Verilen metin:
****************************************

Dış kaynak kullanımı (outsourcing) nedir?
Daha önceki yazımda, lojistiğin öneminden bahsetmiş, ticaretin
küreselleşmesi ile yoğunlaşan rekabette, tedarik zincirinin her halkasının öneminin
ne kadar çok arttığına işaret etmiştim. Buna ek olarak artık müşterinin
belirleyici konumda olduğu ticarette tasarımda, satışta, üretimde,
nakliyede en iyisi olmanız gerektiği de bir gerçek. Bununla beraber, elinizdeki mevcut iş
ve odak gücü, sizin bu alanlardan bir ya da birden fazlasında yeterli
olmanızı sağlayabilir, fakat hepsine yetmesi beklenemez. Beklense bile bu sizin
işletmenize, ek maliyet, hantallık gibi olumsuz sonuçlar olarak dönebilir.
O zaman yapılabilecek en
mantıklı iş; tabiri caizse işi ehline havale etmek yani dış kaynak kullanımı olacaktır.
İşin kitabına bakacak olursak dış kaynak kullanımı; firmanın süreçlerinden birinin, ilgili insan kaynağı ile birlikte, uzun süreli bir sözleşme kapsamında bir dış firmaya aktarılması olarak tanımlanabilir (Quelin and Duhamel, 2003).
İşin kitabına bakacak olursak dış kaynak kullanımı; firmanın süreçlerinden birinin, ilgili insan kaynağı ile birlikte, uzun süreli bir sözleşme kapsamında bir dış firmaya aktarılması olarak tanımlanabilir (Quelin and Duhamel, 2003).
Sağlıklı bir işletme, her şeyden önce kendi iş süreçlerini analiz
etmeli ve her süreci en optimum şekilde nasıl yürüttüğünü bilmeli, bu analize
göre hangi sürecini kendisinin yapacağının hangi sürecini dış kaynağa
devredeceğini kararlaştırmalıdır. Böylelikle öncelikli olarak,
- maliyetlerini düşürecek,
- maliyetlerini kontrol altında tutacak,
- süreç risklerini dış firma ile paylaşacak,
- yönetsel yükünü azaltacak,
- dış kaynak olarak kullandığı firmanın tecrübe ve birikiminden faydalanacak
- alternatiflere kavuşacaktır.

****************************************

[Saklanan kayıtlar]
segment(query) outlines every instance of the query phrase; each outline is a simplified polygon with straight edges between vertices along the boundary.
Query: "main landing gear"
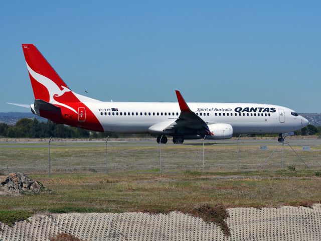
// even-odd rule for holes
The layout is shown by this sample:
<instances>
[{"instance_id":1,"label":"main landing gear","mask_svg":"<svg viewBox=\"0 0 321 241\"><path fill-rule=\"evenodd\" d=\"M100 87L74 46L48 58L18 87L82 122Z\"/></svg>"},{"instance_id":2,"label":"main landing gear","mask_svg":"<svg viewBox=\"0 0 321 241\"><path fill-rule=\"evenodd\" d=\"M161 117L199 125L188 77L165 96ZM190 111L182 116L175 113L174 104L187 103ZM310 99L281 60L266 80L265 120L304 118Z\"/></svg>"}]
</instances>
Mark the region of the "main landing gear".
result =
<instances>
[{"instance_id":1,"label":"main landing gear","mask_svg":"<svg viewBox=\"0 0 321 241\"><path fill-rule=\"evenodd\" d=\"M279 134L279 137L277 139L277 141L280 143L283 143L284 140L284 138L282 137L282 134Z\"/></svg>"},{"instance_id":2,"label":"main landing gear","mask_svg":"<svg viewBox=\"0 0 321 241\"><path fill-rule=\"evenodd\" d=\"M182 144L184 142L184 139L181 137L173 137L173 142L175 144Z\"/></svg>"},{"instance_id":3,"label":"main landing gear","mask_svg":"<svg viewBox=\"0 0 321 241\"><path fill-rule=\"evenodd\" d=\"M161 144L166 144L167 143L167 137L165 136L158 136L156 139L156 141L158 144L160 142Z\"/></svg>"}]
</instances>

****************************************

Alıştırma amacı: Dış kaynak kullanımı metnindeki "Dış kaynak kullanımı (outsourcing)" sözlerinden başlayıp "kaynak kullanımı olacaktır." sözlerine kadar uzanan bölümü, bu sözler de dahil olmak üzere, kelimesi kelimesine aktarın.

Beklenen yanıt:
Dış kaynak kullanımı (outsourcing) nedir?
Daha önceki yazımda, lojistiğin öneminden bahsetmiş, ticaretin
küreselleşmesi ile yoğunlaşan rekabette, tedarik zincirinin her halkasının öneminin
ne kadar çok arttığına işaret etmiştim. Buna ek olarak artık müşterinin
belirleyici konumda olduğu ticarette tasarımda, satışta, üretimde,
nakliyede en iyisi olmanız gerektiği de bir gerçek. Bununla beraber, elinizdeki mevcut iş
ve odak gücü, sizin bu alanlardan bir ya da birden fazlasında yeterli
olmanızı sağlayabilir, fakat hepsine yetmesi beklenemez. Beklense bile bu sizin
işletmenize, ek maliyet, hantallık gibi olumsuz sonuçlar olarak dönebilir.
O zaman yapılabilecek en
mantıklı iş; tabiri caizse işi ehline havale etmek yani dış kaynak kullanımı olacaktır.